* [Texto citado]
====================

A partir de los años cincuenta, es innegable que la novela norteamericana está también gobernada por la narrativa judía. Es la época en que aparecen Salinger, Bellow, Joseph Heller, Philip Roth, E. L. Doctorow y, entre otros, Bernard Malamud. También es el tiempo del auge del psicoanálisis fundido con Borges, de la soledad exhibida en prosa. Un cuadro, en definitiva, de nihilismo atroz donde la existencia humana se torna difícil y supera los postulados del polaco Bashevis Singer y padre, a su manera, de la cultura hebrea en las letras norteamericanas. La moral yiddish se enfrenta ahora a un marco realista, donde héroes desorientados como Moses Herzog, Portnoy o el Yossarian de Catch-22.
Con Los Inquilinos (The Tenants, 1971), su sexta novela, Bernard Malamud (1914-1986) corría un cierto riesgo, al escribir un libro sobre dos escritores atrapados en un edificio declarado en ruinas, en los baldíos urbanos de una Norteamérica plagada de conflictos. Su necesidad de dramatizar en dicha ficción el choque entre raza e individuo, entre determinación y creación, parecía urgirle a causa de los acontecimientos y la transformación política de finales de los sesenta en Estados Unidos. La urgencia es evidente tanto al reducir el políticamente vasto conflicto a su mínima esencia (dos escritores —un afroamericano y un judío— una mujer, un edificio vacío y un manuscrito destruido), así como en su consecuente rechazo, tal vez incluso voluntaria incapacidad, a proporcionar una resolución a las tensiones del libro.

====================

* [Tareas]
1. Indica si cada afirmación concuerda con el texto sobre la narrativa judía norteamericana, contestando sí o no y citando literalmente las palabras del texto que lo deciden: (a) Los inquilinos es la sexta novela de Malamud; (b) los dos escritores de la novela quedan atrapados en un edificio recién construido; (c) el libro ofrece una resolución a sus tensiones.
2. Escribe la continuación del texto sobre la narrativa judía norteamericana a partir de su última oración.

====================

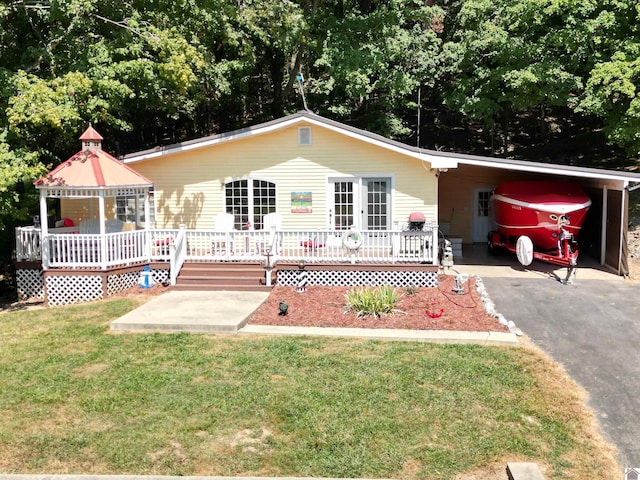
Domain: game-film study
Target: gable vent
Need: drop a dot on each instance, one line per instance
(304, 136)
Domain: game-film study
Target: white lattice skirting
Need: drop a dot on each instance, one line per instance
(30, 283)
(67, 289)
(348, 278)
(82, 288)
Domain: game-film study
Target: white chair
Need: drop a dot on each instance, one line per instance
(272, 222)
(224, 222)
(222, 244)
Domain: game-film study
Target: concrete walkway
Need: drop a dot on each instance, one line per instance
(196, 312)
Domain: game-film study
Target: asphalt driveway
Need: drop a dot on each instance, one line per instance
(593, 328)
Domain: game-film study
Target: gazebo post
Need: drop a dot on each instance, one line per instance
(147, 224)
(44, 229)
(103, 230)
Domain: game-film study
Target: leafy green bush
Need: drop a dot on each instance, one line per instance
(374, 302)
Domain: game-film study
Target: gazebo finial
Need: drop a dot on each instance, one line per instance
(91, 139)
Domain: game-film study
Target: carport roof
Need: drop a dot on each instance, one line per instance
(540, 167)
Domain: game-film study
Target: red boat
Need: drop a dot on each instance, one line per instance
(539, 219)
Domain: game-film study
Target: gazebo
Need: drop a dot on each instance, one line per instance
(90, 255)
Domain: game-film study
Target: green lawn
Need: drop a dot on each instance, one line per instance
(75, 398)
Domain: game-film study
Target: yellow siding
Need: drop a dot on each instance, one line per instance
(190, 185)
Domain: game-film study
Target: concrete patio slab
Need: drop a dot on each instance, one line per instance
(195, 312)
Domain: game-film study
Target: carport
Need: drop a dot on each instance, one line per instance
(464, 207)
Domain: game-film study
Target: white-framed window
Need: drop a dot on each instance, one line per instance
(249, 200)
(304, 136)
(363, 202)
(130, 208)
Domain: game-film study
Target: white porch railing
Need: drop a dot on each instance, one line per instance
(72, 250)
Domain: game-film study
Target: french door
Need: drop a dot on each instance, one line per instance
(362, 202)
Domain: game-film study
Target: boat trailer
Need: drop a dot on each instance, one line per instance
(566, 255)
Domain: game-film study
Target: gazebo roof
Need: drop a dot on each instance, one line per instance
(92, 168)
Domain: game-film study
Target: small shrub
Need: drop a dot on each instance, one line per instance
(367, 302)
(410, 290)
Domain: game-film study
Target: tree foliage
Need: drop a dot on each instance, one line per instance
(151, 72)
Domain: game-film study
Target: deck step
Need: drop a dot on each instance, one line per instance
(210, 276)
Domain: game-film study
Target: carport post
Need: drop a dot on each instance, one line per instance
(603, 232)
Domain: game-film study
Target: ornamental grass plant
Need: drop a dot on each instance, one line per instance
(372, 302)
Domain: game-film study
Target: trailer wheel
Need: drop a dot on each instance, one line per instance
(524, 250)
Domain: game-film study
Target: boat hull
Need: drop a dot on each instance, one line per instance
(544, 211)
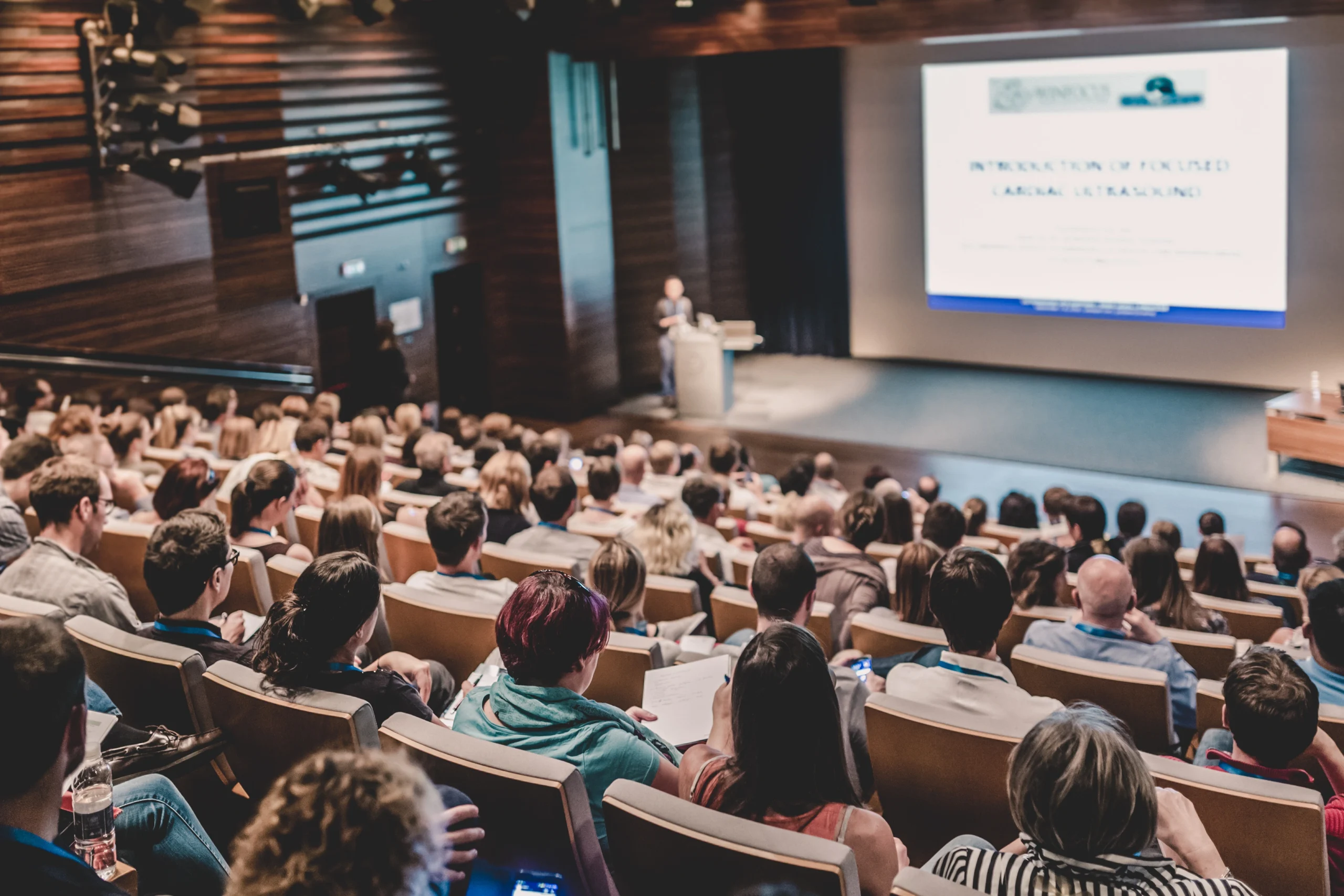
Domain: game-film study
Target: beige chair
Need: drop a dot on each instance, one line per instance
(1256, 623)
(269, 730)
(618, 679)
(1022, 618)
(659, 846)
(884, 636)
(457, 632)
(1135, 695)
(250, 587)
(152, 683)
(308, 519)
(941, 773)
(121, 553)
(1272, 835)
(407, 550)
(667, 597)
(281, 574)
(507, 563)
(534, 809)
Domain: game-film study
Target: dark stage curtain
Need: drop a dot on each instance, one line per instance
(788, 168)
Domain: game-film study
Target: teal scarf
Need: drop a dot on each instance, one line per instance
(538, 710)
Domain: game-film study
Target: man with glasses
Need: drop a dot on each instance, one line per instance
(188, 568)
(71, 499)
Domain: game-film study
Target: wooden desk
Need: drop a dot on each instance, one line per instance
(1307, 428)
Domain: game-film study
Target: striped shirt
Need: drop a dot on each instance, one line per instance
(1040, 872)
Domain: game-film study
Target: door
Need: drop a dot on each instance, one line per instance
(460, 324)
(346, 345)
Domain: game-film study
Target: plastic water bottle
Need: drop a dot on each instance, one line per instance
(96, 839)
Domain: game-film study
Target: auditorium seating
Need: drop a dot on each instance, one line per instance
(457, 632)
(940, 773)
(660, 846)
(536, 810)
(1135, 695)
(269, 730)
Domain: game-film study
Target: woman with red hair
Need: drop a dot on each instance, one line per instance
(550, 636)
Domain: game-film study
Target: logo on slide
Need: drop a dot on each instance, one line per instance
(1160, 90)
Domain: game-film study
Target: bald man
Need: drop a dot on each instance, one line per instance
(1112, 629)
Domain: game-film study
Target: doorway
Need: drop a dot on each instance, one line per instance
(346, 347)
(460, 325)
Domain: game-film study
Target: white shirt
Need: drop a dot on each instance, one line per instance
(970, 684)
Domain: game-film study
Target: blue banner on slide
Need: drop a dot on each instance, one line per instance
(1162, 313)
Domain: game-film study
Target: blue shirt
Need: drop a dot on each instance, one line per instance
(1108, 645)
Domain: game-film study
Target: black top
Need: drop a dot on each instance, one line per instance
(30, 870)
(429, 484)
(385, 691)
(212, 649)
(505, 524)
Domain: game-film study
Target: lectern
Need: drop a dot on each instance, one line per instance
(704, 363)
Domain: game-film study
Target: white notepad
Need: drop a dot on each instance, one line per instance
(683, 699)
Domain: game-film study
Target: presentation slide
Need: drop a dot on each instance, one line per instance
(1143, 187)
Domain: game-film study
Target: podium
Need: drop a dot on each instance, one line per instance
(704, 364)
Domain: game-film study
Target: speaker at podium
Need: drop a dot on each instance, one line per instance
(704, 363)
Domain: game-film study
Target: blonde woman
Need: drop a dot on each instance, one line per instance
(387, 818)
(506, 480)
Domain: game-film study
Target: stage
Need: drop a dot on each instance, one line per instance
(1180, 449)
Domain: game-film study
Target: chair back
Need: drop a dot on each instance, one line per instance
(618, 679)
(1254, 621)
(667, 597)
(506, 563)
(941, 773)
(121, 553)
(281, 574)
(151, 681)
(536, 809)
(308, 519)
(1132, 693)
(13, 606)
(884, 636)
(659, 846)
(1273, 835)
(250, 587)
(1015, 629)
(457, 632)
(269, 731)
(407, 550)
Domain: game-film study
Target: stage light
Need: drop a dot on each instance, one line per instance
(170, 172)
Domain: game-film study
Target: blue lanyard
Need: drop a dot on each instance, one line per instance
(29, 839)
(1100, 632)
(171, 629)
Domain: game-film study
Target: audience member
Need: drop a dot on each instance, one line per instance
(783, 693)
(506, 486)
(1037, 575)
(550, 637)
(1088, 530)
(1162, 593)
(188, 568)
(71, 499)
(1090, 818)
(1113, 629)
(1016, 510)
(944, 525)
(18, 464)
(847, 578)
(260, 504)
(312, 638)
(971, 601)
(456, 529)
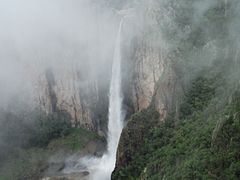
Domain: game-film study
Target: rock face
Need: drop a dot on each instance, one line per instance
(148, 68)
(152, 79)
(156, 92)
(75, 91)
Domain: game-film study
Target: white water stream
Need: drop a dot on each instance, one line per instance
(102, 168)
(106, 166)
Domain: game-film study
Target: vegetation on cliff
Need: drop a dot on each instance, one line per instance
(204, 144)
(46, 137)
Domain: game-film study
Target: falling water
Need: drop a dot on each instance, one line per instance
(104, 167)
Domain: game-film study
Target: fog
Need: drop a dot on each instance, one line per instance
(36, 35)
(80, 35)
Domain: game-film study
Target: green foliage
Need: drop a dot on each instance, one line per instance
(29, 164)
(201, 146)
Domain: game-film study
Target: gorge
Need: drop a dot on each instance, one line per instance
(87, 96)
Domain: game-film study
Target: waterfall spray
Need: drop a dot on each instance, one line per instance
(102, 168)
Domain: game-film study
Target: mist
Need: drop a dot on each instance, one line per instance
(37, 35)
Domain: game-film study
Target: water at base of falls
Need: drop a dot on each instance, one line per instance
(102, 168)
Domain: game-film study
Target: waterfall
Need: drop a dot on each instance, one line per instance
(104, 166)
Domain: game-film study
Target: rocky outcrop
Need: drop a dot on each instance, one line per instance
(148, 68)
(75, 91)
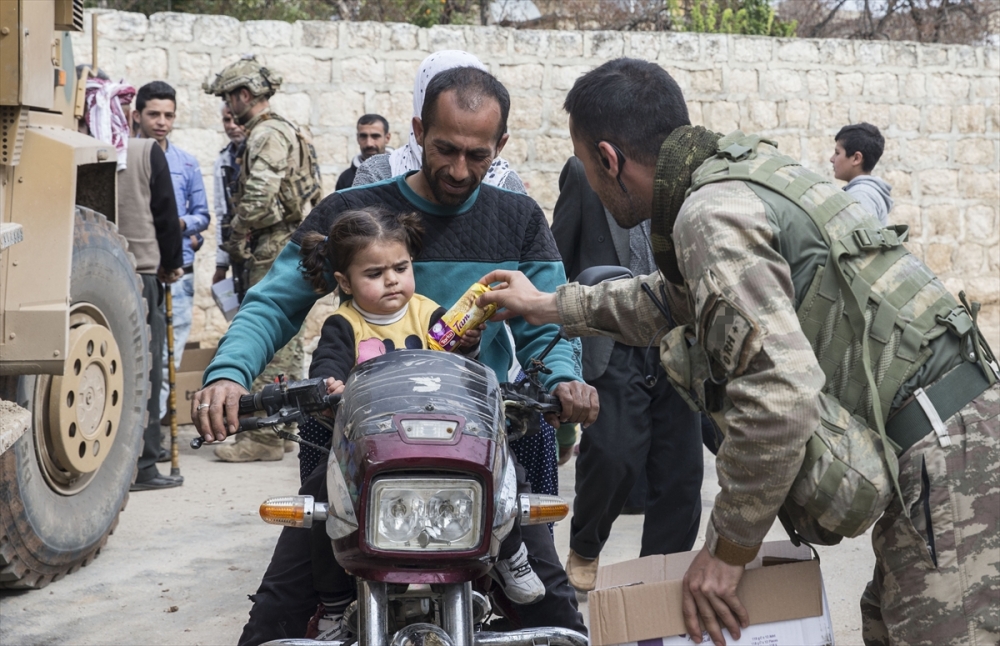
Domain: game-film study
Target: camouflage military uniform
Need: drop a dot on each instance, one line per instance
(271, 155)
(938, 549)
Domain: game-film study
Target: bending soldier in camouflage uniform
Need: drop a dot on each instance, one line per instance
(773, 288)
(278, 183)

====================

* [Respuestas]
1.
(a) Sí: «Con Los Inquilinos (The Tenants, 1971), su sexta novela».
(b) No: «dos escritores atrapados en un edificio declarado en ruinas».
(c) No: «su consecuente rechazo, tal vez incluso voluntaria incapacidad, a proporcionar una resolución a las tensiones del libro».

2.
The Tenants está lleno de discordia, confusión y preguntas sin respuesta, y todo parece conducirnos, sin aparente remedio, a una eventual desintegración narrativa que corresponde, de forma estrecha, a la ruptura del orden y el civismo que el libro representa. Ausentes están la suave armonía narrativa y la memoria pacífica; pero muy presente la inmediatez dolorosa de un mundo en el que los escritores simplemente no pueden engendrar sus obras. Existe una extensa lista de títulos acerca de la imposibilidad de escribir, pero la obra infinita de Bernard Malamud es bien diferente a este respecto. Hablamos de un libro que ausculta, con detenimiento, la imposibilidad de la escritura en un mundo en ruinas, simbolizado por la casa que ambos habitan. Al mismo tiempo, se reafirma en la necesidad de la literatura como un modo de compromiso humano con el mundo, por insoportable que este pueda ser. Hölderlin nos diría: «¿Para qué poetas en tiempos de miseria?».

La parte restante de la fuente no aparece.